▶ **DIRECTIVE 1**:
Answer these about the Auto Scaling notes:
(a) Which instance events trigger an SNS notification?
(b) What does Instance Protection protect instances from?
(c) Which health check type is the default?
▶ **DIRECTIVE 2**: Carry on the Auto Scaling notes from the point where they stop.

▶ **EXCERPT**:
┌──

Saturday, 24 February 2018

AWS EC2 (Auto Scaling)


Use cases
  • Scaling activity
  • Instance replacement

Auto Scaling Group    
  • Group of resources
  • Associated with either
    • Launch Configuration
    • Launch Template
  • Group size
    • min
    • max
    • desired
      • used for manual scaling and scheduled scaling
      • must be beteween min <= desired <= max
  • Networking
    • VPC and subnets
    • AZ
    • (Optional) Placement Group
      • Cannot specify multiple AZ if used
  • (Optional) ELB
  • Healthcheck
    • Type
    • Grace Period
  • Cooldown period
  • Termination Policies
  • Suspended Processes
  • Instance Protection
    • Protects from termination on scale-in

Notification
  • Sends SNS notification on following instance events
    • launch
    • terminate
    • failed to launch
    • failed to terminate

Launch Configuration
  • Template (blueprint) for instance to be launched by AS
    • AMI
    • Instance type
    • Spot Instances (Yes/No)
    • Detailed monitoring
    • Role
    • Public IP assignment
    • Additional Storage (EBS)
    • Security Groups
    • Keypair
  • Each ASG has exactly 1 (current) launch configuration
    • Cannot be edited - must be cloned
    • Upating Launch Configuration does impact existing instances
  • As of 2018 recommended to use Launch Templates

Healthcheck
  • Instance starts as healthy
  • Type 
    • EC2 (default)
      • System Status
      • Instance Status
    • ELB (optional)

└──

[Records in a dataset]

┌──

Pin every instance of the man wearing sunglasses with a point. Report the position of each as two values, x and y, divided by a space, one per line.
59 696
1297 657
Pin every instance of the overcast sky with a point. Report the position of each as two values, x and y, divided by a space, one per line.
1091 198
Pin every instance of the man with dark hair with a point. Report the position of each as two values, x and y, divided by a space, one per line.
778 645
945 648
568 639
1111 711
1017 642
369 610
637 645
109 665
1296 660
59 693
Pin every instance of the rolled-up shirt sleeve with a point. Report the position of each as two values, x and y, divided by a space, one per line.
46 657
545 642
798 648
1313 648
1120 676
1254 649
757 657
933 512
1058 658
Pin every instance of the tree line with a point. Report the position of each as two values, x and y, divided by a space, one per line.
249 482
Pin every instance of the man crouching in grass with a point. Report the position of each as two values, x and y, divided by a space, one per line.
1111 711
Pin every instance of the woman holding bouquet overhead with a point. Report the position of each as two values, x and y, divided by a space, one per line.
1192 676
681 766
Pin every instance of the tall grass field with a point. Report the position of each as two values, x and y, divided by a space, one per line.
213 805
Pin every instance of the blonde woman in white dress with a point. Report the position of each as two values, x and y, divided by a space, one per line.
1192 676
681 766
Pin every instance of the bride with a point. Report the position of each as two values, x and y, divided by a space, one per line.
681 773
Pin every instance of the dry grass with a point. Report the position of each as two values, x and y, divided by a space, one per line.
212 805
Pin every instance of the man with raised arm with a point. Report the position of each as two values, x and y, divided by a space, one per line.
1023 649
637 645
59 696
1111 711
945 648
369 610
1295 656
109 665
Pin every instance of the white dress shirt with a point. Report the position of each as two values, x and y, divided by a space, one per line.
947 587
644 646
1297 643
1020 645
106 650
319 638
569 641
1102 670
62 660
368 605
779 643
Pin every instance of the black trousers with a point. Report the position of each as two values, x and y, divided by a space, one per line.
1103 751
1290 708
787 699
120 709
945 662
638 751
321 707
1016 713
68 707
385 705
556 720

└──
┌──

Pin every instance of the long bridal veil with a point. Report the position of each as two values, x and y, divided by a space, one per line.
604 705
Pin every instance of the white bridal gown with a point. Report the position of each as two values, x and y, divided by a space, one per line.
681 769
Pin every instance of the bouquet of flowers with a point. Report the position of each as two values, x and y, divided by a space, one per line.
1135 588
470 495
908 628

└──
┌──

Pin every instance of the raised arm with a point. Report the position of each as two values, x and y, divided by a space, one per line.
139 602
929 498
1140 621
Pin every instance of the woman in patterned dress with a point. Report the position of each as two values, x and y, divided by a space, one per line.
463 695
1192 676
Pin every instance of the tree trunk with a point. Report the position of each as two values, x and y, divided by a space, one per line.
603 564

└──

▶ **ANSWER 1**:
(a) Launch, terminate, failed to launch, and failed to terminate.
(b) Termination on scale-in.
(c) EC2.

▶ **ANSWER 2**:
      • AS Reports instance as unhealthy if ELB reports OutOfService
      • Combined with EC2 healthcheck (logical "AND")
    • Custom healthcheck 
      • Manually notify AS that an instance is healthy/unhealthy (set-instance-health)
      • Overrides the health status
      • e.g. Can be used to mark the instance as healthy when it is rebooted
  • HealthcheckGracePeriod
    • Amount of time to wait before AS starts relying on Healthcheck
      • By default assumes Healthy
    • Used when new instance is started to give it time to prepare itself
    • If lifecycle hook is attached the time starts AFTER it is completed

Healthcheck Replacement
  • When instance is marked unhealthy it is immediately marked for termination
    • e.g Stop instance
    • You can attempt to call "SetInstanceHealth=Healthy" but there is race condition
  • Subsequently new activity to launch replacement is initiated
  • EIP and EBS volumes are NOT attached to replacement instance
    • You can handle this via User data script

Auto Scaling Instance Lifecycle 
  • Pending (instance launched/attached)
    • Pending:Wait (lifecycle hook: 1h)
    • Pending:Proceed
  • InService  (passed healthcheck)
  • EnteringStandby
  • Standby
    • Call "ExitStandby" to return to Pending
  • Terminating
    • Terminating:Wait (lifecycle hook: 1h)
    • Terminating:Proceed
  • Terminated
  • Detaching

Lifecycle hooks
  • Custom code executed when instance enters "Wait" state
    • launch - Pending:Wait, e.g.
      • Install additional software with CodeDeploy
      • Fill-up cache
    • terminate - Terminating:Wait, e.g.
      • Analyze crashed instance
      • Retrieve Logs
      • Copy data out of instance
  • AS sends notification to Notification Target:
    • Targets
      • SQS
      • SNS
      • CloudWatch Events (e.g. Lambda)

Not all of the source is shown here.